##### Passage shown #####
Fractional Shortening is an M-mode measurement of the percent change in diameter between Left Ventricle End Diastole Diameter (LVEDD) and Left Ventricle End Systolic Diameter (LVESD). The following equation allows for the percentage calculation of the size reduction:
FS (%) = (LVEDD-LVESD)/LVEDD x 100
Of note you may also see the machine refer to LVED as LVID or Left Ventricular Inner Diameter.
- Obtain PSLA view
- Select M-mode and place the cursor in the middle of the LV being careful to not include the mitral valve or papillary muscle.
- Freeze the M-mode image.
- Measure the LVEDD (max diameter) and LVESD (minimum diameter)
- The ultrasound will give you an ejection fraction reading.
Here is a video we made with step by step guide on how to do Fractional Shortening.
The caveat is that this value does not express ejection fraction since it is measures a distance and not a volume.
##### Provided material #####
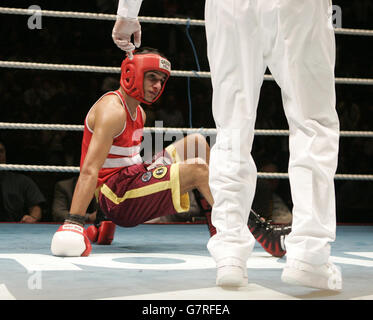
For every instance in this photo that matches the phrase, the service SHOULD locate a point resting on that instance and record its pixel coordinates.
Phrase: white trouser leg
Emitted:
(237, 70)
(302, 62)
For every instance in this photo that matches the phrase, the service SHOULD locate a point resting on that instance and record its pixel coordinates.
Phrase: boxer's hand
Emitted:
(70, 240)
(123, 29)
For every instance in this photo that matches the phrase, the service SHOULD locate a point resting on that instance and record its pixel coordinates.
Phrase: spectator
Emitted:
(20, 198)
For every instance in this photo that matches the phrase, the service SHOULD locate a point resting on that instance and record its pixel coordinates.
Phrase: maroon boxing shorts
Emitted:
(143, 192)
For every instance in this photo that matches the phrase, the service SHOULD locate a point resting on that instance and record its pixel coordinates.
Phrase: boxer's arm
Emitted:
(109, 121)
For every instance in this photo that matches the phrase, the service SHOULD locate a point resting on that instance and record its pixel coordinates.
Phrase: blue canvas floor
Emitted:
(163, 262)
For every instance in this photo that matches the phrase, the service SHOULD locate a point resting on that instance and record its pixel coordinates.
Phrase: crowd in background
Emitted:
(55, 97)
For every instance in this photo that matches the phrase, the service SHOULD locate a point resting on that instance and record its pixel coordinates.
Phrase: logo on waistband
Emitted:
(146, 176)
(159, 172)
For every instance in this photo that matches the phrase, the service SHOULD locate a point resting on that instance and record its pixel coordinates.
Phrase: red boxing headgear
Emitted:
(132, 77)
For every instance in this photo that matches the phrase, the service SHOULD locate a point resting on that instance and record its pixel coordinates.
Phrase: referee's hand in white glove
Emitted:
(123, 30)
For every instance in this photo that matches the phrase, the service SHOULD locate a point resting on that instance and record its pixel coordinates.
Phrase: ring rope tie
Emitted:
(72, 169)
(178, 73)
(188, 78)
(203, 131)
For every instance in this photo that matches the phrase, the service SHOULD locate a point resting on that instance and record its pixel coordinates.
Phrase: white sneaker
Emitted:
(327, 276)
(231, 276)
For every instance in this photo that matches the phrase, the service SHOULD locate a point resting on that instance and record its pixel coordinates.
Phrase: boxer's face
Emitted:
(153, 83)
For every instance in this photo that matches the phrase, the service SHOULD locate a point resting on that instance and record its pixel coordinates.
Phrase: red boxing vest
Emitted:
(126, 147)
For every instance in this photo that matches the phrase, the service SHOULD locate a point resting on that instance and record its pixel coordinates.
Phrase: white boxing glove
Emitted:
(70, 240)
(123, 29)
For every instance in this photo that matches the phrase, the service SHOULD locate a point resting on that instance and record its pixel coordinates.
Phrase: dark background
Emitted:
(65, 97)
#####
##### Provided material #####
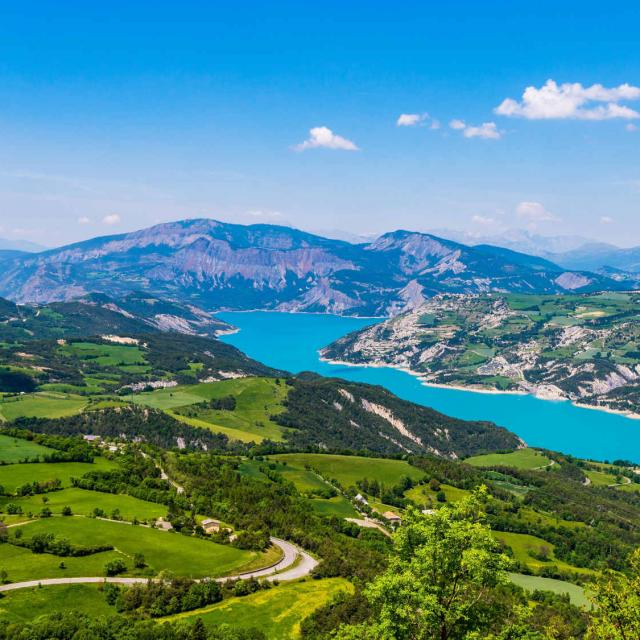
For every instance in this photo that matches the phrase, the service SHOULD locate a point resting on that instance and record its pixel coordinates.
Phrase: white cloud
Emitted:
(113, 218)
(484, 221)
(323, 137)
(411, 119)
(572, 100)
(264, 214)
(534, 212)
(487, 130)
#####
About this task:
List every step the fractional shortening text gives for obtaining the measurement. The entries have no connection to the fractional shortening text.

Your response:
- Obtain PSLA view
- Select M-mode and place the cursor in the middle of the LV, being careful not to include the mitral valve or papillary muscle.
- Freeze the M-mode image.
- Measure the LVEDD (max diameter) and LVESD (minimum diameter).
- The ultrasound will give you an ejection fraction reading.